* The request
Can you copy out every line of the records below word for word, leaving out the pictures?
──────────
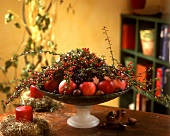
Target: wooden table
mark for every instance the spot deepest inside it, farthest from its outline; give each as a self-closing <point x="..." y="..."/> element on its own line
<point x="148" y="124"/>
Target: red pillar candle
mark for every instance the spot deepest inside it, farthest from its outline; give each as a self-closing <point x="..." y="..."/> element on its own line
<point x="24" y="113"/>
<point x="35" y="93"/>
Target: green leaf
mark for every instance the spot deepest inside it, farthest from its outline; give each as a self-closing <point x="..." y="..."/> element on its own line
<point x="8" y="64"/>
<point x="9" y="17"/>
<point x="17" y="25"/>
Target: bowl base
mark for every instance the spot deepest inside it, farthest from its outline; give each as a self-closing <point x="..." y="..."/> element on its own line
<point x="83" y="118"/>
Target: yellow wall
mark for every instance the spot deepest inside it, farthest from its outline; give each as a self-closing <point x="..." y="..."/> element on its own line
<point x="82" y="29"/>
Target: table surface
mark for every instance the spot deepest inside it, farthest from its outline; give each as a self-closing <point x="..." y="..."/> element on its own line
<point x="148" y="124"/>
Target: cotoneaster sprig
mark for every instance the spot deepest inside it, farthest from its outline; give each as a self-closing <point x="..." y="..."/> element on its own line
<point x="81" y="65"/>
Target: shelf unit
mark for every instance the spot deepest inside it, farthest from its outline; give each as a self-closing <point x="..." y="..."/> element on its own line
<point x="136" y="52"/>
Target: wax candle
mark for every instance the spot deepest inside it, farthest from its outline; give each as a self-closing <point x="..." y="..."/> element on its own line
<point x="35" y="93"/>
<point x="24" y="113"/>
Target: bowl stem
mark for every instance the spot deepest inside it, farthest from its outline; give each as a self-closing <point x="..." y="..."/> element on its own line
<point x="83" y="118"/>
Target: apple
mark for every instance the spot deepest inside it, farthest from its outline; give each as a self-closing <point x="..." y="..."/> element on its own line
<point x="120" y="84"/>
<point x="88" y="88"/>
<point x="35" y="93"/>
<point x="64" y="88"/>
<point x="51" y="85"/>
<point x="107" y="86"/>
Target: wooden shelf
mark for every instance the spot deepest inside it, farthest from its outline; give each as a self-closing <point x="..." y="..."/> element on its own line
──────────
* Task solution
Target: wooden table
mark for every instance the spot deepest inside it, farthest from its outline; give each as a self-closing <point x="..." y="..."/> element on its own line
<point x="148" y="124"/>
Target: red pillar candle
mark for every instance the spot deepest inside it, farthest from its outline; give each as a self-closing <point x="..." y="..."/> element on its own line
<point x="24" y="113"/>
<point x="35" y="93"/>
Target: green leaf
mark for every instance the spot deepest inside it, farthest from its outline; give each as a self-closing <point x="..." y="..."/> element on its own line
<point x="8" y="64"/>
<point x="9" y="17"/>
<point x="17" y="25"/>
Target: bowl base
mark for every instance the spot deepest inside it, farthest from its outline; give each as a self-closing <point x="..." y="..."/> element on its own line
<point x="83" y="118"/>
Target: yellow wall
mark for every instance the spot deepest inside it, farthest from its outline; give each as a self-closing <point x="..." y="..."/> element on its own line
<point x="82" y="29"/>
Target: table surface
mark for every instance the spot deepest inside it, farthest from its outline; give each as a self-closing <point x="..." y="..."/> element on its own line
<point x="148" y="124"/>
Target: cotoneaster sprig
mark for every instance the spot deepest inside it, farthest from its outline; give each as a self-closing <point x="..." y="..."/> element on its own line
<point x="81" y="65"/>
Target: shelf unit
mark for every instance the spot deepest inside it, farthest from its outline; give each as a self-closing <point x="..." y="..."/> element on its own line
<point x="136" y="52"/>
Target: wax candle
mark for every instance the spot deepest inside it, farthest from its outline; give each as a self-closing <point x="..." y="..."/> element on its own line
<point x="35" y="93"/>
<point x="24" y="113"/>
Target: bowl stem
mark for every instance the spot deepest inside it, farthest from its outline; give each as a self-closing <point x="..." y="..."/> element on its own line
<point x="83" y="118"/>
Target: apple
mark for every instance the spot deepest inside it, farthest from its outline; give each as a self-closing <point x="..." y="..."/> element on its own line
<point x="120" y="84"/>
<point x="88" y="88"/>
<point x="35" y="93"/>
<point x="64" y="88"/>
<point x="51" y="85"/>
<point x="107" y="86"/>
Target: wooden shelf
mark for every instance the spot deepest inside it, farthest from its outline; give each as a self-closing <point x="..." y="..."/> element on its own line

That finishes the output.